=== Bronfragment ===

Graag kreeg ik een antwoord op de volgende vragen:

1) Kunt u aangegeven, en dit respectievelijk voor de jongste drie jaar, hoeveel maal op jaarbasis er haatpreken door fundamentalisten werden gegeven in ons land en kunt u aangeven in welke steden deze plaatsvonden, alsook om hoeveel predikers het gaat?

2) Kunt u aangeven hoeveel van deze haatpredikers in vervolging werden gesteld voor het aanzetten tot haat en het overtreden van de antiracismewetgeving en de antidiscriminatiewetgeving, en dit voor de jongste drie jaar, alsook hoeveel er daadwerkelijk werden veroordeeld? Kunt u deze cijfers duiden en aangeven hoe de handhaving en de daadwerkelijke vervolging kan worden opgedreven?

3) Hoeveel landgenoten nemen heden deel aan gevechten tegen het regime van Assad?

=== Fragmenten uit lijst ===

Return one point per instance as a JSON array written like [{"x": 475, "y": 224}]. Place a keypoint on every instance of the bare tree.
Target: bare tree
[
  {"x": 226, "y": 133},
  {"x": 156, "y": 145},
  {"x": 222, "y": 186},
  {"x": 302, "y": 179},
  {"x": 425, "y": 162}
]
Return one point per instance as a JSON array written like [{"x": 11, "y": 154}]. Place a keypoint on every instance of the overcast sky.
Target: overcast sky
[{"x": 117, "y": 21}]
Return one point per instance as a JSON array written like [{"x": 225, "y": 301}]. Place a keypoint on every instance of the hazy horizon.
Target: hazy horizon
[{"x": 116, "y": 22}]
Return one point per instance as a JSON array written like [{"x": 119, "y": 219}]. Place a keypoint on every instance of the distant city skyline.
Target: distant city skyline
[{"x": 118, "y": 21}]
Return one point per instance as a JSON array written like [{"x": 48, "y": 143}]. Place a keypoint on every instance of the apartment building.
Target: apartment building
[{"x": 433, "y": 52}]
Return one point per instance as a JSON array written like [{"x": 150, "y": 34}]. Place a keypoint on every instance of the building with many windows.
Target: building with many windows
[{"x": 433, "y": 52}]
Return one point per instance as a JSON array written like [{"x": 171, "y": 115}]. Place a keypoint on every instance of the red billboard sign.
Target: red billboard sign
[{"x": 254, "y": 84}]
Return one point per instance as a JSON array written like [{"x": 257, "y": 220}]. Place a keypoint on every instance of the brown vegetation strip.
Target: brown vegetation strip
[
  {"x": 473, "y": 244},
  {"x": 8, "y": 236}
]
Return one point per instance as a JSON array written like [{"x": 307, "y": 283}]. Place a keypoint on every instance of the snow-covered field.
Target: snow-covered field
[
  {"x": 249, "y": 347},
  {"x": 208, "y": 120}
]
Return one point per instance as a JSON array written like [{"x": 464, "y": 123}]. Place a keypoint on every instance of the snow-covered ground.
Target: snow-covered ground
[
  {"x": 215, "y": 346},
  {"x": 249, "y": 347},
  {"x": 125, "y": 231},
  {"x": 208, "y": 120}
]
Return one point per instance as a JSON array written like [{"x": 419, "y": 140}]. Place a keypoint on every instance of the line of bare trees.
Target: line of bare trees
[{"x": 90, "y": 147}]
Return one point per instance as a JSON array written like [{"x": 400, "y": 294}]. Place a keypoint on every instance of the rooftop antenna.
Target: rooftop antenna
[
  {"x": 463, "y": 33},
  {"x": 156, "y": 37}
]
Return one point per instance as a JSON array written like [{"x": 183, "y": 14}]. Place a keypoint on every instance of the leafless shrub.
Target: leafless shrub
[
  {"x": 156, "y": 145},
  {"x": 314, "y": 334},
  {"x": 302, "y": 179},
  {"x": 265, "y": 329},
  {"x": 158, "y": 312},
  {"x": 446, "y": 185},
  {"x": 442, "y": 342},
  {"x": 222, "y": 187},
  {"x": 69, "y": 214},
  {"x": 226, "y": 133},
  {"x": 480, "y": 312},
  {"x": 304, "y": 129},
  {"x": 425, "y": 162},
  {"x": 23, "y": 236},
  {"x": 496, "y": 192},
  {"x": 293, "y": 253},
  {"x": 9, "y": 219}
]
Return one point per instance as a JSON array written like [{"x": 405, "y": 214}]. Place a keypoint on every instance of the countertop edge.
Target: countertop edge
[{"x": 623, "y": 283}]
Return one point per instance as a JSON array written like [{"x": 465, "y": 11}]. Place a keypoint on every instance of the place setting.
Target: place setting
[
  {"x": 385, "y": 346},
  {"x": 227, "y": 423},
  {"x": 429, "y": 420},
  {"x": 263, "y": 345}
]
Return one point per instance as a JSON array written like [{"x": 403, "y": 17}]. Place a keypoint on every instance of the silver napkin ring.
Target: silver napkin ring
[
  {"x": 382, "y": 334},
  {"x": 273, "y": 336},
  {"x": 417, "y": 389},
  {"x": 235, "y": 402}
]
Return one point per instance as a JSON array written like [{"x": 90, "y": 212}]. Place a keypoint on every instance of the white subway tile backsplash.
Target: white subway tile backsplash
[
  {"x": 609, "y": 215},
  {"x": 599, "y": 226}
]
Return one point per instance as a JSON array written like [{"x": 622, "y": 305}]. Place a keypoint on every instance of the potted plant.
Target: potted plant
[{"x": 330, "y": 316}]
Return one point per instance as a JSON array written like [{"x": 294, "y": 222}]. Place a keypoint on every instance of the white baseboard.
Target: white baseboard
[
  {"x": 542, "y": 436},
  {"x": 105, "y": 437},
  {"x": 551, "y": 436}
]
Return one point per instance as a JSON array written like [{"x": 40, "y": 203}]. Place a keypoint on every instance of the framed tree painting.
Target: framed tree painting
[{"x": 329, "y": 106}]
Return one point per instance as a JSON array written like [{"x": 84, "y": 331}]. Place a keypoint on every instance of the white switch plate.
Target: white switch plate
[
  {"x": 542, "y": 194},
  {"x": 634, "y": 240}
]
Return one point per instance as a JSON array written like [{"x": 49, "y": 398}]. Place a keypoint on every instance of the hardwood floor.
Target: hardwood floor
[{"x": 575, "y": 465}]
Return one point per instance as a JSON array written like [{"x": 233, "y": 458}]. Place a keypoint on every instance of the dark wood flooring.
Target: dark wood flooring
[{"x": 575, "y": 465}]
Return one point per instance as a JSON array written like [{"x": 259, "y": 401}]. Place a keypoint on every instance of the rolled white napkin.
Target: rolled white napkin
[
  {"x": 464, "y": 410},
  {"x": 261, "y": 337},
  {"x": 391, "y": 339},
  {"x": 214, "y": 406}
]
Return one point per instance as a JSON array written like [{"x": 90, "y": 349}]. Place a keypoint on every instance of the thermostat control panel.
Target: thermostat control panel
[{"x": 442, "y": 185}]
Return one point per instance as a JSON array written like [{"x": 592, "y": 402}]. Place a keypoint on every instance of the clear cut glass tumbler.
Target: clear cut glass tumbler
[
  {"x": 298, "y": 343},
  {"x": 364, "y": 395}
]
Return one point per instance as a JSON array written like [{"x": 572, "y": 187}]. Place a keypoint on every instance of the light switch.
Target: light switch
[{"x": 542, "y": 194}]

===
=== Fragmenten uit lijst ===

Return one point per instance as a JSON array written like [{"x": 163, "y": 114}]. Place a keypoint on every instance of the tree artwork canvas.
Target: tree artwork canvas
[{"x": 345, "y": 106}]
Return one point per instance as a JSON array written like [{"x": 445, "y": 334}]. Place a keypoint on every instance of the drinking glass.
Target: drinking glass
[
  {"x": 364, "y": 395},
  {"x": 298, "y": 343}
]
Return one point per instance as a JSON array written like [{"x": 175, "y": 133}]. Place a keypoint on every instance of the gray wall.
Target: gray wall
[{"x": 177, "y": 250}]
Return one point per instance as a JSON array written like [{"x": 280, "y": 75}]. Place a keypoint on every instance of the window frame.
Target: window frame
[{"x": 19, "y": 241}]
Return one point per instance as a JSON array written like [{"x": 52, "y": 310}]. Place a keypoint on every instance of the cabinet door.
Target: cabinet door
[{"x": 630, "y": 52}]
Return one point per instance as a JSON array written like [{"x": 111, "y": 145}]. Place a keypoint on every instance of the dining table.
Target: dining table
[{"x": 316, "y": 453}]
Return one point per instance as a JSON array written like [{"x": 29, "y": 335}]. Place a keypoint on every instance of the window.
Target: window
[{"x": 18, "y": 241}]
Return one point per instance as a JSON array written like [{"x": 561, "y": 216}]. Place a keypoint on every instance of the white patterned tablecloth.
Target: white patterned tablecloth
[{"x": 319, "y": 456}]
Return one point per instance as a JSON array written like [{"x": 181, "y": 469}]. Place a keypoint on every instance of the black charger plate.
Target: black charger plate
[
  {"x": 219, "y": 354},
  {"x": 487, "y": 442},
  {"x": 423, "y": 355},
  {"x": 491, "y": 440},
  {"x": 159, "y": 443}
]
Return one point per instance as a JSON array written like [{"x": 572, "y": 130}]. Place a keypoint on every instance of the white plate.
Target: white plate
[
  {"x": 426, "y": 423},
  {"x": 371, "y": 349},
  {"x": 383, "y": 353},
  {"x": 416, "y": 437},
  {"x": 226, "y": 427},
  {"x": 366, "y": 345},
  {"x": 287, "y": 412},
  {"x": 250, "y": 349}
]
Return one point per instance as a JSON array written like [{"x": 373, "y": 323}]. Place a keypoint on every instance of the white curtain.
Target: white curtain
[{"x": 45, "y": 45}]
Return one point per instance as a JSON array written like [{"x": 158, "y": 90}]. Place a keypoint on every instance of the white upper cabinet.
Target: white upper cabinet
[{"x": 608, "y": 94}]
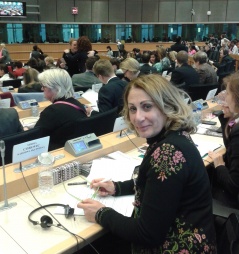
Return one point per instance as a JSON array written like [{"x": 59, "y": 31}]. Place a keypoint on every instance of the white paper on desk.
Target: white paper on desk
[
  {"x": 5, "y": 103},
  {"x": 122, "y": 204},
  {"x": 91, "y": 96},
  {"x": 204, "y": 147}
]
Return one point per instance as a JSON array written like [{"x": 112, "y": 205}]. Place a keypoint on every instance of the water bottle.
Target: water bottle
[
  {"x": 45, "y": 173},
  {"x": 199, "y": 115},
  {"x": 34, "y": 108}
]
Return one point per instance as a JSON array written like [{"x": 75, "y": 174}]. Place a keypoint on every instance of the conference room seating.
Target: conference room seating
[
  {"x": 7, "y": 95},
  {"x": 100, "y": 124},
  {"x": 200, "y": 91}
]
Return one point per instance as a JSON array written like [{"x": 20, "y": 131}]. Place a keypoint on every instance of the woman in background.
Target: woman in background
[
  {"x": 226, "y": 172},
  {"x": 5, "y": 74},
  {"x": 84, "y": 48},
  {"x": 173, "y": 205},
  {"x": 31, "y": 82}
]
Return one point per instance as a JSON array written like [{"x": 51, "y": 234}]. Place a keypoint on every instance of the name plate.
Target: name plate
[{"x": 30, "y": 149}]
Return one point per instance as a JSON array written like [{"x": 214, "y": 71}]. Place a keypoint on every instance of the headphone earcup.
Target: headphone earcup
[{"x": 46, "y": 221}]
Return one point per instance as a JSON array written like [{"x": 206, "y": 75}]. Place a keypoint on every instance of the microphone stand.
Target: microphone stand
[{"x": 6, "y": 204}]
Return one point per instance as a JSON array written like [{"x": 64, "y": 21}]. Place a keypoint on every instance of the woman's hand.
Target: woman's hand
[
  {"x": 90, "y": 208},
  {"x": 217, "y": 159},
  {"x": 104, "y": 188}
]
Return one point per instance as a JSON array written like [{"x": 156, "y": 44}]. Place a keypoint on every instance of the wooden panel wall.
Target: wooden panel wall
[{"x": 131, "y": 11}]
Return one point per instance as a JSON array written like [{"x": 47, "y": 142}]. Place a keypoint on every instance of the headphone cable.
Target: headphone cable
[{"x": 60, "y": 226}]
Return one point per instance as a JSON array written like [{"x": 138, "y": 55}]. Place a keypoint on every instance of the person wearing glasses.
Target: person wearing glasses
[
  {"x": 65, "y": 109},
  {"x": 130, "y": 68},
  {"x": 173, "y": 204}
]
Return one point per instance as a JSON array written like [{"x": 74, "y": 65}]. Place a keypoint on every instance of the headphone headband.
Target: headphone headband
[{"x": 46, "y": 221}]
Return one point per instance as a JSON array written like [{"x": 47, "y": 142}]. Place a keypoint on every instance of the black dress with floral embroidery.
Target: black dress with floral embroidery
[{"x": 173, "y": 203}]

===

Opdrachten:
• 1. Neem uit de tekst over haatpreken alles over vanaf "Graag kreeg ik" tot en met "regime van Assad?". Zet daarbij "radicale preken" in de plaats van "haatpreken".
• 2. Tegen welk regime nemen landgenoten volgens de tekst over haatpreken deel aan gevechten?

Genummerde antwoorden:
• 1.
Graag kreeg ik een antwoord op de volgende vragen:

1) Kunt u aangegeven, en dit respectievelijk voor de jongste drie jaar, hoeveel maal op jaarbasis er radicale preken door fundamentalisten werden gegeven in ons land en kunt u aangeven in welke steden deze plaatsvonden, alsook om hoeveel predikers het gaat?

2) Kunt u aangeven hoeveel van deze haatpredikers in vervolging werden gesteld voor het aanzetten tot haat en het overtreden van de antiracismewetgeving en de antidiscriminatiewetgeving, en dit voor de jongste drie jaar, alsook hoeveel er daadwerkelijk werden veroordeeld? Kunt u deze cijfers duiden en aangeven hoe de handhaving en de daadwerkelijke vervolging kan worden opgedreven?

3) Hoeveel landgenoten nemen heden deel aan gevechten tegen het regime van Assad?

• 2. Tegen het regime van Assad.